▸ **TASK PROMPT**
Extract the listing below in full, unchanged.

----- TASK MATERIAL -----

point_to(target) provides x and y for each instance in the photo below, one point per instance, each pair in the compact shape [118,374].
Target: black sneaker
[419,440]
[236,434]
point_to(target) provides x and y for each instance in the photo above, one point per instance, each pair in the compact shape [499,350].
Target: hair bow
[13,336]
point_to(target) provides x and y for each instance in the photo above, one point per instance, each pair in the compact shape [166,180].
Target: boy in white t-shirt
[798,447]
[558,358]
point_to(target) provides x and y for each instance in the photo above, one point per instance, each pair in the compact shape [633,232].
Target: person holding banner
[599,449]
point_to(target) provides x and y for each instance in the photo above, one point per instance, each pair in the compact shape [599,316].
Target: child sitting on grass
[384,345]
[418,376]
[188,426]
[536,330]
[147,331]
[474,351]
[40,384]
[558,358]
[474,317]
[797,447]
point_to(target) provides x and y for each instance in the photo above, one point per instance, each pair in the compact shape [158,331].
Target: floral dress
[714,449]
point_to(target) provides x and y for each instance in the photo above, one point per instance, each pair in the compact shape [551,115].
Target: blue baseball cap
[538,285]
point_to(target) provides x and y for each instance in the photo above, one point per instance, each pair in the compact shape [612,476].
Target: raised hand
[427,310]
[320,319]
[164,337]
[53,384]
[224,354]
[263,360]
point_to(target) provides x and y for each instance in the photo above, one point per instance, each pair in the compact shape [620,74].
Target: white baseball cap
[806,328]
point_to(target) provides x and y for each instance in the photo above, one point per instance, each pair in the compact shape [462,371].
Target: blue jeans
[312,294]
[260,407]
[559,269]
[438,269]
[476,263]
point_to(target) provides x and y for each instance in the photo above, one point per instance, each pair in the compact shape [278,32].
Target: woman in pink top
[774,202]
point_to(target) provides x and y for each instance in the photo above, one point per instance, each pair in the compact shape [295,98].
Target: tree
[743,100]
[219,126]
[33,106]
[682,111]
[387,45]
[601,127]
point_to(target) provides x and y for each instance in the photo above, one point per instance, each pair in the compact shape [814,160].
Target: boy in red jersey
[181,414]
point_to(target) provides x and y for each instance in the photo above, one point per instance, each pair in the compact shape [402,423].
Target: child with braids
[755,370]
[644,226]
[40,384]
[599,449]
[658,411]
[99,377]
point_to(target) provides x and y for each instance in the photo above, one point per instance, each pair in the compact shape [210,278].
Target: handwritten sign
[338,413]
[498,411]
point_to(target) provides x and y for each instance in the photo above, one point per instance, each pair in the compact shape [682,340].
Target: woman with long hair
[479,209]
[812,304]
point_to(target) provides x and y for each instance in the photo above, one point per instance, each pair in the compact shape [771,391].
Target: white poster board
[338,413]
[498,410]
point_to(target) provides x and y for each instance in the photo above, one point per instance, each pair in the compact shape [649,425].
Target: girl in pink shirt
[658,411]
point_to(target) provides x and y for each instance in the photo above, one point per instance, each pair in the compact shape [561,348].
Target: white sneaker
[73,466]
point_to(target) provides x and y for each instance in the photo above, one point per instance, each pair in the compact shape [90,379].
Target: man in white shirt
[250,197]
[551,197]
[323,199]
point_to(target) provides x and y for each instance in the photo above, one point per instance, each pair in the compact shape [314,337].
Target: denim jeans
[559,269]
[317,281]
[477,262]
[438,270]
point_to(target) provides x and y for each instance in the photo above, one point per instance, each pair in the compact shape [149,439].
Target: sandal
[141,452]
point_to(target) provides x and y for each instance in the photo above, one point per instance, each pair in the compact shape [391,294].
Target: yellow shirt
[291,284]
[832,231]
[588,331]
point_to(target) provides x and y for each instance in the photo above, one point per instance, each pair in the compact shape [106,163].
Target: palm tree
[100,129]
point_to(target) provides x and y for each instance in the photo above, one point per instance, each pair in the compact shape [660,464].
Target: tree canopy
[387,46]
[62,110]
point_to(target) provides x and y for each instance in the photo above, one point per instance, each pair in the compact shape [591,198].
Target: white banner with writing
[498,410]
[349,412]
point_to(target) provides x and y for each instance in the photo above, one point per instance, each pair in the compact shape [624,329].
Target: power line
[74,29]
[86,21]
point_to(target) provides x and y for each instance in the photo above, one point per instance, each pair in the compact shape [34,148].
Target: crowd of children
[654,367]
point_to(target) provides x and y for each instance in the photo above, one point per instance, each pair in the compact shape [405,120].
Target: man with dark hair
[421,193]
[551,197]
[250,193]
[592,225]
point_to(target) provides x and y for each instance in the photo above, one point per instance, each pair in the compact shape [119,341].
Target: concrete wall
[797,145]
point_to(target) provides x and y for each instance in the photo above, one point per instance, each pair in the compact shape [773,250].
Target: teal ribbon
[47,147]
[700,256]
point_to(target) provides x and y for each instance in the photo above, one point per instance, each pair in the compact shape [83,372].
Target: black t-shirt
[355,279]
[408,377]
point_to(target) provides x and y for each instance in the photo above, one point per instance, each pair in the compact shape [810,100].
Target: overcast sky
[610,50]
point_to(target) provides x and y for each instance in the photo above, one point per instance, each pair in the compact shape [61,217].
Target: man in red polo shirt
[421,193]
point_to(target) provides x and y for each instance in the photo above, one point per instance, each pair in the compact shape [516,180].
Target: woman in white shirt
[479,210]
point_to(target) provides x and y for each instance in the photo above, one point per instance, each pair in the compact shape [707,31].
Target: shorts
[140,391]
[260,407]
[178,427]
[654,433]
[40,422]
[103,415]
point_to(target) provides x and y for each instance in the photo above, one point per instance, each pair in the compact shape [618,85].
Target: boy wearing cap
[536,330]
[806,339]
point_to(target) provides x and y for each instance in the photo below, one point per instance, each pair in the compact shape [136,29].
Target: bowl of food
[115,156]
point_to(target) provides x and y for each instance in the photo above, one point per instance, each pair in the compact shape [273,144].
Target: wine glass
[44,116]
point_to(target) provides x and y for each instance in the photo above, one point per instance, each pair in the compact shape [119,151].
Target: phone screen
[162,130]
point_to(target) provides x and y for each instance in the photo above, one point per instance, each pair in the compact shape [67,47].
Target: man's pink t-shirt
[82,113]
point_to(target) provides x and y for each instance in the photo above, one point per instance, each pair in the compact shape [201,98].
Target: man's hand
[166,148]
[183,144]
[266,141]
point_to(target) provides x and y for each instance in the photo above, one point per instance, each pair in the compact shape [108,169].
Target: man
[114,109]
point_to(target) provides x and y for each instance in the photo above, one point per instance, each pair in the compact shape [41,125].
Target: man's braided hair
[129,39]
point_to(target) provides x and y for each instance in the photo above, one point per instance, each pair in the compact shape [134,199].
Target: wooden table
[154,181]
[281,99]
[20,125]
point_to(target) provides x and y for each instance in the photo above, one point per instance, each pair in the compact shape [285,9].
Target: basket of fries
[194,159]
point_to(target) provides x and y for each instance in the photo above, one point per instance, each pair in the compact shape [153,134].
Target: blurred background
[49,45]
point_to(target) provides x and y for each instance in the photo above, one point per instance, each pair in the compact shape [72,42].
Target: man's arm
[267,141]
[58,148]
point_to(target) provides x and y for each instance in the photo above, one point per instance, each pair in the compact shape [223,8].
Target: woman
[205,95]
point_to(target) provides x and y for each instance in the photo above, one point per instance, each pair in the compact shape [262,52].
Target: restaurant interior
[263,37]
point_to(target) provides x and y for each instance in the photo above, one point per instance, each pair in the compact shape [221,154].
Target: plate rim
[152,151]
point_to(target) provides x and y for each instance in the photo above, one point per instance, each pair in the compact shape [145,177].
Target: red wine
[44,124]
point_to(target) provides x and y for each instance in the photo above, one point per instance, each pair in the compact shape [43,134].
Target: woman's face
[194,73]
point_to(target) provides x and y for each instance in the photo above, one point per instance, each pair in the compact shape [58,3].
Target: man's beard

-----

▸ **TASK ANSWER**
point_to(target) provides x and y for each instance in the photo below, one point per instance, each pair in the compact shape [118,374].
Target: black sneaker
[419,440]
[236,434]
point_to(target) provides x and y for each instance in the photo above, one point per instance, each pair in the compact shape [499,350].
Target: hair bow
[13,336]
point_to(target) provides x and y for each instance in the photo above, one point per instance, each pair in the compact shape [166,180].
Target: boy in white t-shirt
[798,447]
[558,358]
point_to(target) provides x and y for each instance in the photo above, one point per instance, each pair in the compact shape [633,232].
Target: person holding banner
[599,449]
point_to(target) provides x and y for each instance in the photo above, one point per instance, each pair in the compact shape [599,316].
Target: child sitting on grass
[384,345]
[418,376]
[188,426]
[536,330]
[147,331]
[474,351]
[40,384]
[558,358]
[474,317]
[797,447]
point_to(target) provides x and y for each instance in the photo above, one point per instance, each pair in the compact shape [158,331].
Target: floral dress
[714,449]
point_to(target) provides x and y for each instance in the photo above, one point per instance, each pair in the compact shape [551,115].
Target: blue baseball cap
[538,285]
point_to(target) provides x and y for each instance in the photo above, one point per instance, each pair in the compact shape [612,476].
Target: raised hand
[427,310]
[320,319]
[164,337]
[53,384]
[224,354]
[263,360]
point_to(target) provides x and y for each instance in the photo above, one point per instance, each pair in the compact shape [620,74].
Target: white baseball cap
[806,328]
point_to(target) provides x and y for each instance in the photo above, one point per instance, each pair in the compact shape [462,371].
Target: blue jeans
[312,294]
[260,407]
[559,269]
[438,269]
[476,263]
point_to(target) provides x and y for each instance in the photo above, one point per instance, each pair in the compact shape [278,32].
Target: woman in pink top
[774,202]
point_to(target) provides x and y for each instance in the photo above, one point per instance, each pair in the compact shape [295,98].
Target: tree
[743,100]
[219,126]
[33,106]
[682,111]
[387,45]
[601,127]
point_to(target) provides x and y for each instance in the photo above, one point per instance, each pair in the compact shape [814,160].
Target: boy in red jersey
[181,414]
point_to(target) provides x and y for each instance in the photo above, one point per instance, each pair in the compact shape [402,423].
Target: child with braids
[755,370]
[644,226]
[40,384]
[599,449]
[658,411]
[99,377]
point_to(target) provides x and y for each instance in the photo above, one point per instance, each pair in the compact shape [210,278].
Target: handwritten sign
[338,413]
[498,411]
point_to(target) provides x and y for each instance in the photo above, one point per instance, each pair in the compact shape [682,340].
Target: woman with long hair
[479,209]
[812,304]
point_to(target) provides x and y for each instance in the photo above, one point per instance, each pair in the compact shape [771,391].
Target: white poster board
[338,413]
[498,410]
point_to(target) provides x and y for each instance in the photo above, one point per instance, each pair in the compact shape [649,425].
Target: girl in pink shirt
[658,411]
point_to(target) provides x and y for each instance in the photo above, one point per instance, each pair in the compact shape [561,348].
Target: white sneaker
[73,466]
point_to(target) provides x and y for each instance in the photo above, one point per instance, each pair in the compact shape [90,379].
Target: man in white shirt
[250,197]
[551,197]
[323,199]
point_to(target) provides x and y for each instance in the photo above, one point per instance, each pair in the compact shape [314,337].
Target: denim jeans
[559,269]
[317,281]
[477,262]
[438,270]
point_to(target) provides x and y for each instance in the photo above, one point per instance, each pair in the compact shape [149,439].
Target: sandal
[141,452]
point_to(target) provides x and y for each instance in the photo above, one point per instance, each pair in the compact shape [391,294].
Target: yellow shirt
[291,284]
[832,231]
[588,331]
point_to(target) provides x and y for each instance in the photo above, one point per instance, each pair in the compact shape [106,163].
Target: palm tree
[100,129]
point_to(target) provides x and y for each instance in the photo above, one point per instance, each pair in the compact shape [660,464].
Target: tree canopy
[387,46]
[62,110]
point_to(target) provides x and y for each instance in the photo above, one point per instance, each pair in the compact shape [591,198].
Target: white banner with writing
[498,410]
[349,412]
point_to(target) provides x and y for each instance in the photo above, one point per instance, each pair in the compact shape [624,329].
Target: power line
[74,29]
[86,21]
point_to(target) provides x and y for each instance in the photo above, one point per instance, each pair in the compact shape [34,148].
Target: crowd of children
[654,367]
point_to(target) provides x and y for each instance in the photo above, one point per instance, each pair in the compact shape [405,120].
Target: man with dark hair
[421,193]
[551,197]
[250,193]
[592,225]
point_to(target) provides x and y for each instance in the photo above, one point per instance, each pair in the compact shape [119,341].
Target: concrete wall
[797,145]
point_to(target) provides x and y for each instance in the photo above, one point per instance, each pair in the compact shape [773,250].
Target: teal ribbon
[47,147]
[700,256]
point_to(target) provides x and y for each instance in the photo above, one point per instance, each pair in the compact shape [83,372].
Target: black t-shirt
[355,279]
[408,377]
point_to(target) provides x and y for each instance in the photo above, one point per instance, each pair in the compact shape [810,100].
Target: overcast sky
[610,50]
point_to(target) provides x and y for each instance in the photo above, one point per instance, each pair in the compact shape [61,217].
Target: man in red polo shirt
[421,193]
point_to(target) provides x and y for each instance in the photo above, one point per instance, each pair in the compact shape [516,180].
Target: woman in white shirt
[479,210]
point_to(target) provides x and y for each instance in the photo above, one point per instance, each pair in the compact shape [707,31].
Target: shorts
[140,391]
[260,407]
[178,427]
[654,433]
[40,422]
[103,415]
point_to(target) provides x and y for each instance in the photo above, one point per instance, each pair in the compact shape [618,85].
Target: boy wearing cap
[536,330]
[806,339]
point_to(target) provides x and y for each instance in the photo below, one point per instance, each pair in the compact shape [136,29].
Target: bowl of food
[115,156]
point_to(target) provides x and y for each instance in the photo above, one point per instance, each pair in the compact shape [273,144].
Target: wine glass
[44,116]
point_to(target) provides x and y for each instance in the photo above, one point per instance, each pair in the compact shape [119,151].
Target: phone screen
[162,130]
point_to(target) provides x and y for each instance in the photo above, one point per instance, each pair in the compact shape [67,47].
Target: man's pink t-shirt
[82,113]
point_to(target) provides x and y for each instance in the photo above, one point per instance, each pair in the compact shape [201,98].
Target: man's hand
[166,148]
[183,144]
[266,141]
point_to(target) provides x and y for each instance in the photo above, one point per instance, each pair in the compact shape [108,169].
Target: man
[114,109]
point_to(target) provides x and y for each instance in the photo above, one point per instance, each pair in the compact shape [41,125].
Target: man's braided hair
[129,39]
point_to(target) provides x and y for each instance in the photo above, one point per instance, each pair in the compact shape [134,199].
Target: wooden table
[154,181]
[281,99]
[20,125]
point_to(target) provides x and y for each instance in the photo above, one point per instance, each pair in the compact shape [285,9].
Target: basket of fries
[194,159]
point_to(target) provides x and y for each instance in the photo above, one point per instance, each pair in the compact shape [153,134].
Target: blurred background
[49,45]
point_to(target) provides x and y for each instance in the photo above, one point per instance, each pair in the compact shape [72,42].
Target: man's arm
[267,141]
[58,148]
point_to(target) provides x and y for each instance in the photo above, one point per instance, each pair in the compact shape [223,8].
Target: woman
[205,95]
point_to(target) provides x and y for each instance in the photo above, one point per instance, each pair in the compact shape [262,52].
Target: restaurant interior
[263,37]
point_to(target) provides x and y for each instance in the photo above, one point per instance, each pair in the compact shape [221,154].
Target: plate rim
[152,151]
point_to(target) provides x and y for each instance in the photo above, one point per instance, each pair in the compact shape [145,177].
Target: red wine
[44,124]
point_to(target) provides x and y for each instance in the photo above, one point per instance, each pair in the compact shape [43,134].
Target: woman's face
[194,73]
point_to(target) provides x and y for each instance in the photo above, one point per instance, each pair in the compact shape [58,3].
Target: man's beard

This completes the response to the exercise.